# Text block:
▬▬▬▬▬▬

Suggestion — Missing test for impossible precedence over MAX_GOAL_ITERATIONS. The code correctly checks impossible before the iteration cap, so failed takes precedence over aborted when both conditions are true. But no test verifies this — if the check order is accidentally reversed in a future refactor, the behavior would silently regress.

Suggestion — Missing integration test for impossible→failed pipeline. Only unit-level tests with mocked judgeGoal cover the new path. An integration test through the real HookSystem would catch bugs in how judgeGoalWithTimeout interacts with the impossible verdict (e.g., if the timeout wrapper accidentally swallows impossible).

Verdict: Comment — no Critical issues. Build ✅, tests 77/77 ✅.

— DeepSeek/deepseek-v4-pro via Qwen Code /review

wenshao · 2026-05-17T12:48:43Z

+    : never;
+
+export const JUDGE_RESULT_SCHEMA_COVERS_INTERFACE: SchemaCoversJudgeResult = true;
+


Nit: this exported constant is never read at runtime — it exists solely to trigger the SchemaCoversJudgeResult compile-time check. Consider making it unexported (just const) or adding a brief // compile-time only annotation, since it currently shows up in the public API surface but has no runtime consumers.

wenshao · 2026-05-17T12:49:05Z

+export const JUDGE_RESULT_SCHEMA_COVERS_INTERFACE: SchemaCoversJudgeResult = true;
+
+const RESPONSE_SCHEMA: Schema & { additionalProperties: boolean } = {
  // Schema typing in @google/genai uses an enum-like Type, but accepts the


The additionalProperties field is bolted on via Schema & { additionalProperties: boolean } because @google/genai's Schema type does not include it. This works but is fragile — if the upstream type adds the property with a different shape, the intersection could silently conflict. Consider a // @ts-expect-error or a short comment noting the upstream gap so future readers understand the intent.

wenshao · 2026-05-17T12:49:09Z

            line). One Text + natural wrap keeps the continuation flush. */}
-        {(kind === 'achieved' || kind === 'aborted') && lastReason?.trim() ? (
+        {(kind === 'achieved' || kind === 'aborted' || kind === 'failed') &&
+        lastReason?.trim() ? (


This disjunction is growing — it now matches all terminal kinds except set, cleared, and checking. The same pattern appears in restoreGoal.ts:findLastTerminalGoal and goalCommand.ts:formatTerminalSummary. Consider extracting a shared isTerminalGoalKind() helper or a TERMINAL_GOAL_KINDS set so adding another terminal kind in the future only requires one change instead of N.

wenshao · 2026-05-17T12:49:12Z

-    return { decision: 'block', reason: continuationReasonForGoal(condition) };
+    return {
+      decision: 'block',
+      reason: continuationReasonForGoal(condition),


The old code had a multi-line comment here explaining why the stop hook reason uses fixed text (continuationReasonForGoal) instead of passing through the judge's free-form diagnostic. That security rationale (untrusted transcript-derived text must not flow into the model's continuation prompt) is non-obvious and was removed in this reformatting. Worth preserving — new contributors may wonder why verdict.reason isn't included in the hook response.

▬▬▬▬▬▬

# Given information:
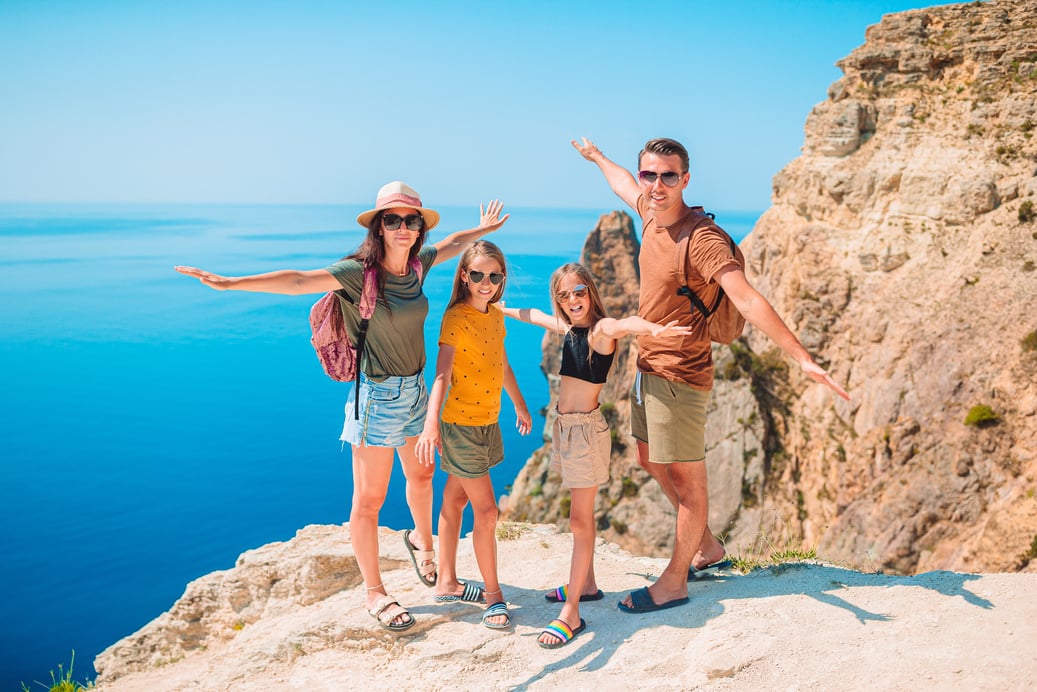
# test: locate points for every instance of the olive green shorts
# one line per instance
(469, 451)
(670, 417)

▬▬▬▬▬▬

# Problem statement:
Reproduce the review thread word for word, from "Suggestion — Missing test" to "accidentally swallows impossible).".

# Task result:
Suggestion — Missing test for impossible precedence over MAX_GOAL_ITERATIONS. The code correctly checks impossible before the iteration cap, so failed takes precedence over aborted when both conditions are true. But no test verifies this — if the check order is accidentally reversed in a future refactor, the behavior would silently regress.

Suggestion — Missing integration test for impossible→failed pipeline. Only unit-level tests with mocked judgeGoal cover the new path. An integration test through the real HookSystem would catch bugs in how judgeGoalWithTimeout interacts with the impossible verdict (e.g., if the timeout wrapper accidentally swallows impossible).